Julia
Table of Contents
- 1. Random tricks
- 2. Julia Lang
- 3. Standard library
- 4. Tools
- 5. Third-party Libraries
1 Random tricks
collect(Set(1,2))
returns Array
1.1 Install library behind proxy
export HTTP_PROXY=127.0.0.1:8888 export HTTPS_PROXY=127.0.0.1:8888 julia
2 Julia Lang
2.1 Macros
Julia macros are hygienic:
First, variables within a macro result are classified as either local or global. A variable is considered local if it is assigned to (and not declared global), declared local, or used as a function argument name. Otherwise, it is considered global.
Local variables are then renamed to be unique (using the gensym function, which generates new symbols), and global variables are resolved within the macro definition environment.
And you can escape the hygienic by esc
, e.g.
macro zerox() return esc(:(x = 0)) end
A common pattern:
for op = (:sin, :cos, :tan, :log, :exp) eval(:(Base.$op(a::MyNumber) = MyNumber($op(a.x)))) end
3 Standard library
3.1 string
interpolation:
var = 5
"$var-$(now())"
concatenation:
"hello" * "world"
findfirst(isequal('c'), "abcdc") findnext(isequal('c'), "abcdc", 3) occursin("world", "hello world") startswith(s, prefix) endswith(s, suffix) strip(s)
regular expression:
occursin(r"^\s*(?:#|$)", "# a comment") m = match(r"(a|b)(c)?(d)", "acd") m.match m.captures m.offset m.offsets replace("a", r"." => s"\g<0>1") # => "a1"
parse:
parse("123", Int)
3.2 I/O
IO descriptors
- Base.stdout
- Base.stderr
- Base.stdin
Open file:
open("myfile.txt", "w") do io write(io, "Hello world!") end
Read and write:
- write(io, x)
- flush(io)
- read(io, String): read all content
- read(io, Char): read a char
- readline(io)
- readlines(io)
- eachline(io): similar to readlines, but this is iterable
- readuntil(io, delim)
seek and position:
- position(io): return the current position
- seek(io, pos): seek to pos
To test IO functions, use io=IOBuffer("hello world")
3.3 FS
In Base.Filesystem
walking dir:
readdir("/path/to/dir") # => array of filenames and dirnames for (root, dirs, files) in walkdir(".") println("Directories in $root") for dir in dirs println(joinpath(root, dir)) # path to directories end println("Files in $root") for file in files println(joinpath(root, file)) # path to files end end isdir(path) isfile(path)
Modifying:
mkdir("/path/to/dir") mkpath("/this/is/mkdir/-p/") cp(src, dst) mv(src, dst) rm(path) touch(path) chmod() chown()
Tempdir
mktemp() # => (path, io), this is temp file mktempdir() # => path
pathname:
dirname(path) basename(path) joinpath(parts...) splitpath(path) # remove . and .. normpath(path) expanduser(path)
3.4 random numbers
basic:
rand() # N(0,1) randn() randstring('a':'z', len=8) randperm() shuffle() seed!(1234)
use a custom generator:
using Distributions
dist = MvNormal(11, 1)
rand(dist, 100)

------------------------------------------------------------

→ **Directives**:
A - List every function shown under the "pathname:" heading in the Julia notes above.
B - Please resume the Julia notes above, picking up after their last line.

------------------------------------------------------------

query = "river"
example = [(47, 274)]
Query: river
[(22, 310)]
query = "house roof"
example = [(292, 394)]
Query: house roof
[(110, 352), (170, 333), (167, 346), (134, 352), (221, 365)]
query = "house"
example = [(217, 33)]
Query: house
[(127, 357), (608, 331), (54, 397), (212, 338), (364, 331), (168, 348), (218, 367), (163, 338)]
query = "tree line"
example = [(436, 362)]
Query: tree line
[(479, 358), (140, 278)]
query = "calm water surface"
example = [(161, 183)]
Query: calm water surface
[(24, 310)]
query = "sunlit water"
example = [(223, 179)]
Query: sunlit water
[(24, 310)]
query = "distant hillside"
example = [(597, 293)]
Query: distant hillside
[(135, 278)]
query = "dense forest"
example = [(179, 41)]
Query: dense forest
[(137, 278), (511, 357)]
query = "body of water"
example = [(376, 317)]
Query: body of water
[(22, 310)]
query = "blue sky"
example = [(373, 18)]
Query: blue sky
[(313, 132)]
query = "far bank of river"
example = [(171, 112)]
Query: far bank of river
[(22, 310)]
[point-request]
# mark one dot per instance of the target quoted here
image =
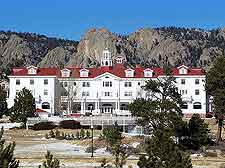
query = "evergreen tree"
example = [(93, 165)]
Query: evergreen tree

------------------------------------------------------------

→ **Answers below**:
A - dirname, basename, joinpath, splitpath, normpath, expanduser

B -
3.5 network
download(url, localfile)
3.6 Useful functions
sortperm(v)
: Return a permutation vector I that puts v[I] in sorted order.findfirst(predicate::Function, A)
: Return the index or key of the first element of A for which predicate returns true.mapreduce(f, op, itrs...; [init])
: Apply function f to each element(s) in itrs, and then reduce the result using the binary function op
intuitive ones:
- reverse
- abs
- median
4 Tools
4.1 profiling
- manual: https://docs.julialang.org/en/v1/manual/profile/
- graphical viewer: timholy/ProfileView.jl
Profile.init(n = 10^7, delay = 0.01)
Profile.clear()
@profile foo()
Profile.print()
4.2 Using Pkg
using Pkg Pkg.add(PackageSpec(url="https://github.com/lihebi/julia-repl", rev="master"))
To develop a project:
Pkg.develop(PackageSpec(url="https://github.com/lihebi/julia-repl"))
Then view the current pkg status:
Pkg.status()
You will see:
EmacsREPL v0.1.0 [`~/.julia/dev/EmacsREPL`]
5 Third-party Libraries
5.2 web & servers
- JuliaWeb/JuliaWebAPI.jl: this is interesting, it wraps a julia function as a remote callable API.
- GenieFramework/Genie.jl: this is a MVC framework, for building web apps with sophiscated routing. It should work but probably too complex for my purpose.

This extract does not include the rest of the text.